What to do: Can you reproduce each of the items below word for word, with nothing changed?

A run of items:
::::::

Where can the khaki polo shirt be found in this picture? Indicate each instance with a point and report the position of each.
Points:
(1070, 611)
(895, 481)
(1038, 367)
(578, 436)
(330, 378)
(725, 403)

::::::

The response:
Where can the khaki polo shirt be found in this picture? Indicate each instance with a point and report the position of each.
Points:
(1070, 611)
(895, 481)
(1038, 367)
(578, 436)
(330, 378)
(725, 403)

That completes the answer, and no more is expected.